→ GIVEN EXERCISE:
Express the items below as a two-column CSV with the header item_text,answer and one row per item. Put each item's text and its answer in separate quoted fields, with line breaks replaced by spaces.

··· RECORD LIST ···

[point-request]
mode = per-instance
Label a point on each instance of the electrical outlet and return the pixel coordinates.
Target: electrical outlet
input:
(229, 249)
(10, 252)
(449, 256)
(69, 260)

···

→ WRITTEN SOLUTION:
item_text,answer
"[point-request] mode = per-instance Label a point on each instance of the electrical outlet and return the pixel coordinates. Target: electrical outlet input:","(229, 249) (10, 252) (449, 256) (69, 260)"